▶ [PETUNJUK LATIHAN]
1 > Salin ulang bagian tulisan tentang seni dalam Islam, semuanya mulai dari "Terdapat berbagai ayat" terus ke bawah sampai "kehidupan yang normal.".
2 > Teruskan tulisan tentang seni dalam Islam, mulai setelah kalimat terakhirnya.

Katakanlah, jika terdapat dua fatwa dimana salah satunya menyebutkan bahwa menggambar adalah sebuah perbuatan dosa yang tidak terampuni, dan satu yang lainnya menyebutkan bahwa menggambar untuk meningkatkan kecintaan manusia terhadap ciptaan-ciptaan Allah adalah diperbolehkan, pasti Saya akan cenderung memilih fatwa yang ke dua. Karena dosa Saya akan terhitung lebih kecil ketika Saya memegang fatwa yang ke dua dibandingkan ketika Saya memegang fatwa yang pertama. Ini adalah satu contoh bagaimana Saya menggunakan ego Saya untuk membenarkan ha-hal yang telah Saya lakukan.

Bagi Saya, seni adalah normal dan merupakan bagian dari manusia, dan sudah menjadi kodrat manusia untuk memilikinya. Karena seni adalah salah satu cara manusia untuk dapat bertukar pikiran dan pengalaman batin bersama dengan orang lain, yaitu dengan cara memicu rasa empati mereka. Seni tidak terbentuk begitu saja tanpa adanya pengalaman batin manusia terhadap alam sekitar. Itulah yang menyebabkan Saya beranggapan bahwa untuk memahami kekuasaan Tuhan dan untuk dapat saling bertukar pengalaman spiritual bersama orang lain tanpa melibatkan seni itu terasa mustahil. Kalian tidak mungkin bisa mengungkapkan sesuatu yang sedang terjadi dalam hati kalian kepada orang lain tanpa menggunakan seni, sebagaimana Saya yang tidak akan bisa membuat kalian merasakan pengalaman spiritual (misalnya) yang sama seperti apa yang pernah Saya rasakan melalui ungkapan-ungkapan Saya dalam bentuk tulisan dan gambar. Ini adalah salah satu cara untuk berkomunikasi antar jiwa manusia, karena menggunakan lisan saja tidak akan cukup untuk menyampaikan maksud hati.

Terdapat berbagai ayat dalam Al-Qur’an dan hadis yang menyatakan akan larangan keras dalam mengambar 1, membuat patung 2, mengambil foto 3, mendengarkan dan melantunkan musik 4, menari 5, membuat syair dan puisi 6, dan berbagai hal menyangkut aktivitas-aktivitas yang berhubungan dengan seni. Meski kebanyakan cenderung diakhiri dengan awalan frase “kecuali”, namun pengecualian tersebut tidak membuat Saya puas. Ini seperti ketika Saya adalah seorang penderita hipertensi dan kemudian Saya mendapati saran dari dokter untuk tidak makan ini dan itu “kecuali” beberapa yang ini. Pengecualian tersebut memang menyatakan bahwa pada dasarnya Saya bukannya tidak boleh makan; Saya boleh makan, tapi itu hanya terbatas pada makanan-makanan tertentu, yang mana makanan-makanan tersebut tidak membuat Saya merasakan kehidupan yang normal.

Melihat dari begitu banyaknya hadis mengenai larangan-larangan manusia dalam mengekspresikan perasaannya ke dalam bentuk karya seni, Saya dapat menyimpulkan bahwa Islam pada dasarnya tidak menerima akan adanya seni, atau memiliki aturan yang sangat eksplisit tentang seni (karena setidaknya seni menggambar pohon dan batu, serta seni kaligrafi masih diperbolehkan dalam Islam).

▶ [CUPLIKAN DATA]
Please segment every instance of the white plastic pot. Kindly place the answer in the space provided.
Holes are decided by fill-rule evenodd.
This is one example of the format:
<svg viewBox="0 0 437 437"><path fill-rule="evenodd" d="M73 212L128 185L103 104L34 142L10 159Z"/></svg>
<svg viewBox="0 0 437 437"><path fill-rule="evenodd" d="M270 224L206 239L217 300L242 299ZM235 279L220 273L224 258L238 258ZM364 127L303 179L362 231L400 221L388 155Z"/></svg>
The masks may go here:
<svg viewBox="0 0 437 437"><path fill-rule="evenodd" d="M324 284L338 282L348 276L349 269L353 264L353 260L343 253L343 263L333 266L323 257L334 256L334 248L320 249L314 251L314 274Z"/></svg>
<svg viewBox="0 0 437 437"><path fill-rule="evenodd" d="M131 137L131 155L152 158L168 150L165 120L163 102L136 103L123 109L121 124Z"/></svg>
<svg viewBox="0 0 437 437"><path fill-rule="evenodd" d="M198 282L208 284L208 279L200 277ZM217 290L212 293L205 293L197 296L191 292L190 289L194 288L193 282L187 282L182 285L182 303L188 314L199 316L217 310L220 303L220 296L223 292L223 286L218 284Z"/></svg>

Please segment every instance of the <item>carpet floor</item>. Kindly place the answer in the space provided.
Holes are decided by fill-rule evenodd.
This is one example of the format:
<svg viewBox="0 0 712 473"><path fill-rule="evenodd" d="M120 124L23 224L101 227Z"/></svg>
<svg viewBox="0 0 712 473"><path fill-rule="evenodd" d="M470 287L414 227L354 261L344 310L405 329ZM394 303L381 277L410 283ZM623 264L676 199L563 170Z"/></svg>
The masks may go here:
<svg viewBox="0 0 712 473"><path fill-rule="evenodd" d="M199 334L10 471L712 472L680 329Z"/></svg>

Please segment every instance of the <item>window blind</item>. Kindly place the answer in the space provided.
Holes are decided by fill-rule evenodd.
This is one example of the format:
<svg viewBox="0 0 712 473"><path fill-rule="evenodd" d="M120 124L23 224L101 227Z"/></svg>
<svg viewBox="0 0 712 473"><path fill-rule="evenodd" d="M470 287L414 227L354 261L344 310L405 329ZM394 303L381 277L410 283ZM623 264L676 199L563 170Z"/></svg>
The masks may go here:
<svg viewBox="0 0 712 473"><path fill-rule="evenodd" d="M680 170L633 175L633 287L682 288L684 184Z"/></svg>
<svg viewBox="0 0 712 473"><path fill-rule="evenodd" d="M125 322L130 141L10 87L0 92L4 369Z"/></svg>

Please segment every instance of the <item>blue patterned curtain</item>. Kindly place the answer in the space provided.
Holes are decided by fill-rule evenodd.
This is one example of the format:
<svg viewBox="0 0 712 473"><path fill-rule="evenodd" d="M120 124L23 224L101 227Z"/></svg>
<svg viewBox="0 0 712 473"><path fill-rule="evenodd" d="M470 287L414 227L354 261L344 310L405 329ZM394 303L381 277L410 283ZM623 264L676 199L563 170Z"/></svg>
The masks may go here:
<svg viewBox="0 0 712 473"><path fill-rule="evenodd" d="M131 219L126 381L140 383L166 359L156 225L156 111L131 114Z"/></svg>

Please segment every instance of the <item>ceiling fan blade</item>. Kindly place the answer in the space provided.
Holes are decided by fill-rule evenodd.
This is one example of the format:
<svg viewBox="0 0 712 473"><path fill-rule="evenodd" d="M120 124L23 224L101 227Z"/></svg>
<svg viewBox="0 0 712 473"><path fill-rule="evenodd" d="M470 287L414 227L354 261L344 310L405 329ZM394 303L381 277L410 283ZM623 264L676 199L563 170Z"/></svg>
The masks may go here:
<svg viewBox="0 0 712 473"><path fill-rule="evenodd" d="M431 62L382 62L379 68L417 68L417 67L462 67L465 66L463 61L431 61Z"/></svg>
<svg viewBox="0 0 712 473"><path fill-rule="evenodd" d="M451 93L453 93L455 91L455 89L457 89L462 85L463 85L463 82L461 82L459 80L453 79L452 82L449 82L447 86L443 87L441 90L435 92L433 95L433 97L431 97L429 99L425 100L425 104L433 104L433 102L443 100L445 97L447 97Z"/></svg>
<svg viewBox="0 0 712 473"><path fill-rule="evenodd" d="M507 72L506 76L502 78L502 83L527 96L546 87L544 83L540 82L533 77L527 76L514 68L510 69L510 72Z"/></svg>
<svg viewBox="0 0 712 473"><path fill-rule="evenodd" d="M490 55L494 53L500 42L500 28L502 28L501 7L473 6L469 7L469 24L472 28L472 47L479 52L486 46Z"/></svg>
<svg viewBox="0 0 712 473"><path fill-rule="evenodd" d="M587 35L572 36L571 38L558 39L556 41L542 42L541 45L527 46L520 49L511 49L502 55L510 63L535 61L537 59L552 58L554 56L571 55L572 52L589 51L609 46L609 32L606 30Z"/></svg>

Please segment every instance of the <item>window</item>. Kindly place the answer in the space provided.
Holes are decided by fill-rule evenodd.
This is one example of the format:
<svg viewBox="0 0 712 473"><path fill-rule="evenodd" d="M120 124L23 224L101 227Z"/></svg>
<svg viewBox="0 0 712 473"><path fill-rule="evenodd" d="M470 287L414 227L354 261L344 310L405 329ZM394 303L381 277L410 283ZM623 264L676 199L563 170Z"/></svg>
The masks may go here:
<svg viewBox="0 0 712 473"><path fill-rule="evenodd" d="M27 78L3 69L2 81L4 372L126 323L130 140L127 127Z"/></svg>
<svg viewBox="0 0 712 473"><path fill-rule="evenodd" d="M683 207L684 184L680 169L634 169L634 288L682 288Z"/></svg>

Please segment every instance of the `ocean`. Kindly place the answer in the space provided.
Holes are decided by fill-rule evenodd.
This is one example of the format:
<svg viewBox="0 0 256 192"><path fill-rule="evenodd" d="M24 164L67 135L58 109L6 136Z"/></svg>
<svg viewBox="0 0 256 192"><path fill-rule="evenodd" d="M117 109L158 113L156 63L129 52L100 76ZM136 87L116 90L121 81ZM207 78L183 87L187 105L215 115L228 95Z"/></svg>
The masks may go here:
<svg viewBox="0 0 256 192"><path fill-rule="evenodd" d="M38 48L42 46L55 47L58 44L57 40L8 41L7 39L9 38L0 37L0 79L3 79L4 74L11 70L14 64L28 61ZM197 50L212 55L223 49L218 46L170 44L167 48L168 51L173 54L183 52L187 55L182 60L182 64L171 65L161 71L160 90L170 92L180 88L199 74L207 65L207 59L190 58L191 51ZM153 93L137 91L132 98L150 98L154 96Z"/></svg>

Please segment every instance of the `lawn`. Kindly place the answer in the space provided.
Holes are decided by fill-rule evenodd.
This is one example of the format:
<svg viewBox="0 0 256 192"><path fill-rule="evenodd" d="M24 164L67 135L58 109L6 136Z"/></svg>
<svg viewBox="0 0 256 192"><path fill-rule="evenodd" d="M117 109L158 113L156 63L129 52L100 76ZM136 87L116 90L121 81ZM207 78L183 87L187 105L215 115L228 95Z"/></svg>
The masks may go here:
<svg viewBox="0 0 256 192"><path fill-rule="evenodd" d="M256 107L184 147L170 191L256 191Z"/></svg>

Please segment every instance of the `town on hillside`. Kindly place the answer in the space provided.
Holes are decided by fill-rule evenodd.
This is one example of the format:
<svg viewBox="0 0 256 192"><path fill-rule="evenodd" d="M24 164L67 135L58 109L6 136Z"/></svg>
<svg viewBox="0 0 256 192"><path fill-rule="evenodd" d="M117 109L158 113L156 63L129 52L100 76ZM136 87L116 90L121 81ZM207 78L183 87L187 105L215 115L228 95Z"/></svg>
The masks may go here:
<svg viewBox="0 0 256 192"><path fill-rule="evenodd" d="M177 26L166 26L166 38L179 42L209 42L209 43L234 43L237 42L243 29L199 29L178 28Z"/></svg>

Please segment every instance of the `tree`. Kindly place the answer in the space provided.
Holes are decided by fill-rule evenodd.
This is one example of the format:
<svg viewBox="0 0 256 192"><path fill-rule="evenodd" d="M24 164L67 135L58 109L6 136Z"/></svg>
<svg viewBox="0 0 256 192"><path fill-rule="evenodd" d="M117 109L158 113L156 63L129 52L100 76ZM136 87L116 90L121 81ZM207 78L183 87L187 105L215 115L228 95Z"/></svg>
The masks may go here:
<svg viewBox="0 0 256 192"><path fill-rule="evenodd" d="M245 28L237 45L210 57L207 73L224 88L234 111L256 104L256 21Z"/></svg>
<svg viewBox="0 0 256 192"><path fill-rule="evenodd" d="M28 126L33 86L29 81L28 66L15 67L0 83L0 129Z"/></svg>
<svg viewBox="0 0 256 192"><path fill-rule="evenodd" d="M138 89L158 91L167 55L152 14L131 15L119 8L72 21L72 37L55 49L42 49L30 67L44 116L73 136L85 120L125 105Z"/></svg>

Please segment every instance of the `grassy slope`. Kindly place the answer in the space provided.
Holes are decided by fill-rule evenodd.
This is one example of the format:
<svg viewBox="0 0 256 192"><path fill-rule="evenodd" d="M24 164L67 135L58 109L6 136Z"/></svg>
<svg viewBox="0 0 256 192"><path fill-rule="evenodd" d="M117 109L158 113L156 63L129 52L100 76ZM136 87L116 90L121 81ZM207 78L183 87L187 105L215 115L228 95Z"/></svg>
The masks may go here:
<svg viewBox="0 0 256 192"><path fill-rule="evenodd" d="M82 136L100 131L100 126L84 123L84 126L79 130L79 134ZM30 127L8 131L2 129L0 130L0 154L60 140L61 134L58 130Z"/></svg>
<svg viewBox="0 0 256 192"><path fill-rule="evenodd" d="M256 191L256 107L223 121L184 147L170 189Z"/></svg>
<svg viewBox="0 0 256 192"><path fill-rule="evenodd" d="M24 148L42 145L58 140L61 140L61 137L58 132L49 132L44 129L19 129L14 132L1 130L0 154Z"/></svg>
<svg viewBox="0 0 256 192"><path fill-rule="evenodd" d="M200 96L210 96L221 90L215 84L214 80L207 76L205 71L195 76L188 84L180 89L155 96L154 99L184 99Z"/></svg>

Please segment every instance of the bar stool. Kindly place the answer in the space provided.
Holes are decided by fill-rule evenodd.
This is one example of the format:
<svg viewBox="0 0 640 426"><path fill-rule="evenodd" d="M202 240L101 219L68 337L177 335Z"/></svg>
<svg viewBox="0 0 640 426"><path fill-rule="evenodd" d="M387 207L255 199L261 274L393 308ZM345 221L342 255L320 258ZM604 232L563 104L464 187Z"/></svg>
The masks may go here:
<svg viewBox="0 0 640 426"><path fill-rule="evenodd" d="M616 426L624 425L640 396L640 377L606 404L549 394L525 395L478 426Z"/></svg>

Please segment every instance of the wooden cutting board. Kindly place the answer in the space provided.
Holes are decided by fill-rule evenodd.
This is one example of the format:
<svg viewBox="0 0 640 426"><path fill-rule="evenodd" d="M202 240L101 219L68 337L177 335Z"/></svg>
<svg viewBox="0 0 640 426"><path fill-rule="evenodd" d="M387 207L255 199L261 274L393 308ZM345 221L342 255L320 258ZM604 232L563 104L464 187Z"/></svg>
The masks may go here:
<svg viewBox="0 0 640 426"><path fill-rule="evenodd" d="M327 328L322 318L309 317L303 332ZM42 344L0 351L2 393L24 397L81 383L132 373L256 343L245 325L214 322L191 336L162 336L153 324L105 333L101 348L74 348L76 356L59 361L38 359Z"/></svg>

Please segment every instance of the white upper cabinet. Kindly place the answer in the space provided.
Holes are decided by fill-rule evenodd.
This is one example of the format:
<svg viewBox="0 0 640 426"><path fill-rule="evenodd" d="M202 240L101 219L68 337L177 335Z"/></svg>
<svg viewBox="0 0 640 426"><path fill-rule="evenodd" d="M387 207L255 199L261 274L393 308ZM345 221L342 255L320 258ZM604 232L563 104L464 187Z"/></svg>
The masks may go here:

▶ [KUNCI JAWABAN]
1 >
Terdapat berbagai ayat dalam Al-Qur’an dan hadis yang menyatakan akan larangan keras dalam mengambar 1, membuat patung 2, mengambil foto 3, mendengarkan dan melantunkan musik 4, menari 5, membuat syair dan puisi 6, dan berbagai hal menyangkut aktivitas-aktivitas yang berhubungan dengan seni. Meski kebanyakan cenderung diakhiri dengan awalan frase “kecuali”, namun pengecualian tersebut tidak membuat Saya puas. Ini seperti ketika Saya adalah seorang penderita hipertensi dan kemudian Saya mendapati saran dari dokter untuk tidak makan ini dan itu “kecuali” beberapa yang ini. Pengecualian tersebut memang menyatakan bahwa pada dasarnya Saya bukannya tidak boleh makan; Saya boleh makan, tapi itu hanya terbatas pada makanan-makanan tertentu, yang mana makanan-makanan tersebut tidak membuat Saya merasakan kehidupan yang normal.

2 >
Selalu muncul pertanyaan dalam pikiran Saya, tentang mengapa Allah memberikan bakat-bakat tersebut kepada Saya jika Dia sendiri telah menyatakan bahwa bakat-bakat tersebut memiliki kecenderungan untuk mendekatkan diri Saya kepada dosa. Kadang Saya berpikir, apakah Saya memang ditakdirkan oleh Allah untuk membimbing orang lain melakukan dosa? Apakah sejak Saya diciptakan, Saya memang sudah direncanakan untuk dimasukkan ke dalam neraka? Yang kadang hal-hal tersebut juga sampai membawa Saya kepada pertanyaan-pertanyaan seputar bagaimana perasaan para iblis dan setan tentang takdir penciptaan mereka.

Subjektif

Ada banyak hal di dunia ini yang Saya pikir telah dipandang orang lain secara subjektif tanpa mereka sadari. Yaitu cara melihat dan menganggap kemampuan orang lain melalui tingkatan yang sama dengan dirinya sendiri. Melihat orang lain melalui sudut pandang diri mereka sendiri. Mempersepsikan orang lain sebagai dirinya sendiri. Melihat objek sebagai subjek.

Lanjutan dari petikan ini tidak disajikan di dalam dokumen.